(Records from a segmentation dataset)
*-*-*

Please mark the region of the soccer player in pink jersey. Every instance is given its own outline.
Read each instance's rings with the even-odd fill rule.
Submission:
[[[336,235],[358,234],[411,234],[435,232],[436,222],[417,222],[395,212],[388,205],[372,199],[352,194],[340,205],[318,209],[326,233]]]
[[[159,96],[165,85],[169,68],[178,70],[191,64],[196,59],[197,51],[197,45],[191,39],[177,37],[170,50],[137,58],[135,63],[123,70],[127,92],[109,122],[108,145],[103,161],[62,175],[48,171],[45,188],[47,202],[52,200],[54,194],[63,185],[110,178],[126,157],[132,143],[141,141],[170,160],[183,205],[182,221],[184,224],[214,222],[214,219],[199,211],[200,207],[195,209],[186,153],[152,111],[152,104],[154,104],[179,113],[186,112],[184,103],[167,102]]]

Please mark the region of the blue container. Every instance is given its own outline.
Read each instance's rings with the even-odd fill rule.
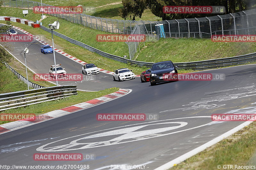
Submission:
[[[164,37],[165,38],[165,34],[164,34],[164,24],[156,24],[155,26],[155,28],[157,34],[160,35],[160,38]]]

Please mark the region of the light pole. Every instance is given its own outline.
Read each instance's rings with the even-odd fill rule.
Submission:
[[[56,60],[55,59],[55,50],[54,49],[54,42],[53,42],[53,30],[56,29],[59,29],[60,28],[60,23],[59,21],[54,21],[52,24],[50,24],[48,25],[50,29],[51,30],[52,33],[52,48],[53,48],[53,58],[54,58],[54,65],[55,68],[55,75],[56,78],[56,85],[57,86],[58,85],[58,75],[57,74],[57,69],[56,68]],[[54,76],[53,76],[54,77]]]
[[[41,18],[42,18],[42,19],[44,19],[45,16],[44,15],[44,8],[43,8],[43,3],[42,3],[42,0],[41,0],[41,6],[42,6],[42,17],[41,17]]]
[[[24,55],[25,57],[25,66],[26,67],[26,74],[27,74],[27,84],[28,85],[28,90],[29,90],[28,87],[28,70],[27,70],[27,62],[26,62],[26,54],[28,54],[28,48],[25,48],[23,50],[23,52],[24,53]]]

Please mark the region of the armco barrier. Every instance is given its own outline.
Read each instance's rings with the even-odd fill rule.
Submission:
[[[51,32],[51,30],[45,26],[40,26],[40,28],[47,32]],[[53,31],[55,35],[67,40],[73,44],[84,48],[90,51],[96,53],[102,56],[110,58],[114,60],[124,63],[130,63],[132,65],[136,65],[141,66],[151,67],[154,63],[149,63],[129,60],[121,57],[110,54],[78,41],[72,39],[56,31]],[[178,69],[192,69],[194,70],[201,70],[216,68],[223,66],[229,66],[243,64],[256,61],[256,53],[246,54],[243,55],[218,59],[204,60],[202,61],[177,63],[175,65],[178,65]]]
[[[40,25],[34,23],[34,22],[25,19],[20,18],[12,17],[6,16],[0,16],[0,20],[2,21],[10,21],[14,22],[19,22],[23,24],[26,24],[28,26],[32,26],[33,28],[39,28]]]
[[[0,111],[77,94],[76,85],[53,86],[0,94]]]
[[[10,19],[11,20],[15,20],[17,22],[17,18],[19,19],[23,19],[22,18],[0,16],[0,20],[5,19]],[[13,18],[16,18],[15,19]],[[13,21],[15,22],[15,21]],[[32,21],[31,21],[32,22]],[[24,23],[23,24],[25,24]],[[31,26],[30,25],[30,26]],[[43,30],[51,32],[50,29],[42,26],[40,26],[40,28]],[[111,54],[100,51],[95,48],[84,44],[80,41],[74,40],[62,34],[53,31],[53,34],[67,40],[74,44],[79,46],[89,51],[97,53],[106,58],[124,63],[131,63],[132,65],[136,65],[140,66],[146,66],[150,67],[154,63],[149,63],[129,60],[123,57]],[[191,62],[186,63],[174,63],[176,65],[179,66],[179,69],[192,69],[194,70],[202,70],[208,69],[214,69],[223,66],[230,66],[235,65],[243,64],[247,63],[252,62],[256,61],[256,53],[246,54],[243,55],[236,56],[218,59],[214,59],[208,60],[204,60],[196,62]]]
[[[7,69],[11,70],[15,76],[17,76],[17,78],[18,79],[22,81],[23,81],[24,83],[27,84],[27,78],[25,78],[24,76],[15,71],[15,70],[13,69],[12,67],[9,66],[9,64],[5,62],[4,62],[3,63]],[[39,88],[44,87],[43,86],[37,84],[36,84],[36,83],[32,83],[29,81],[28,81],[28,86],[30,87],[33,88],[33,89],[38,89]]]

*-*-*

Return each line of the items above that contains the word "outline", where case counts.

Please mark the region of the soccer player in pink jersey. Every instance is given its own outline.
Please mark the region of the blue container. Every instance is given its own outline.
Please mark the region of the light pole. Every instance is given its own outline.
Please mark the region of the armco barrier. Every instance is given its own outline.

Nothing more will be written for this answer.